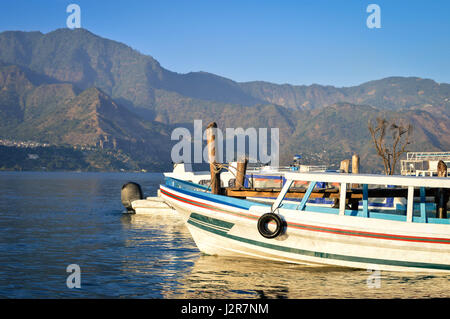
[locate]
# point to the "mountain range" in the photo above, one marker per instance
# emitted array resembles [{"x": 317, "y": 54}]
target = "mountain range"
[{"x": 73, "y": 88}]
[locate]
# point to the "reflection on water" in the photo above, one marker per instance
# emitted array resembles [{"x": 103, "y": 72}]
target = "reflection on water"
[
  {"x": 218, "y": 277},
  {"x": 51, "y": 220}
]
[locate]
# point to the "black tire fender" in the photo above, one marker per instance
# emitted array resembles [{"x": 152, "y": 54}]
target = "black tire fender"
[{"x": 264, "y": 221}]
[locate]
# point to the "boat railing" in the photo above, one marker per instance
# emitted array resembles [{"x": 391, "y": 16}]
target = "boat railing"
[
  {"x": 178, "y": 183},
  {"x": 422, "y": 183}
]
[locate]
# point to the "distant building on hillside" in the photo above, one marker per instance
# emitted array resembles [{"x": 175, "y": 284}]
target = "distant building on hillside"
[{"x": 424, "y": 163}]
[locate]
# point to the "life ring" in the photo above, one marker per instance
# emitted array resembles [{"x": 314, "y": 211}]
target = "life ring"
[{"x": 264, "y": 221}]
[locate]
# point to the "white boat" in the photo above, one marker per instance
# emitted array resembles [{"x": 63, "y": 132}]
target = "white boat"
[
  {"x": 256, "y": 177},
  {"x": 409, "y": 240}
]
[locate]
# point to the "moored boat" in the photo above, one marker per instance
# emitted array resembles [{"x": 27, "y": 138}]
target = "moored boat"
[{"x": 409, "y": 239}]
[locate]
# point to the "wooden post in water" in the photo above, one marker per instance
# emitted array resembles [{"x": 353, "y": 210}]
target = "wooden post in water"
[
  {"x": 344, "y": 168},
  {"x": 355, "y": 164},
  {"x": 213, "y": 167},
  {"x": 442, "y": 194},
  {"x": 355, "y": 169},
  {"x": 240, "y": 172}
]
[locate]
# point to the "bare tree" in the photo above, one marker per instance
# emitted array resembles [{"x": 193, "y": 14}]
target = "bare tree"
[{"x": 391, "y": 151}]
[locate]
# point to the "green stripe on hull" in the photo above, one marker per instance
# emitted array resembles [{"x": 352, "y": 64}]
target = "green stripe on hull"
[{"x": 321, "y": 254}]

-.-.-

Devuelve cada línea del listado de arriba en la que aparezca la cadena "bare".

Respuesta completa -
# point to the "bare tree" in the photo above, one marker per instance
target = "bare tree"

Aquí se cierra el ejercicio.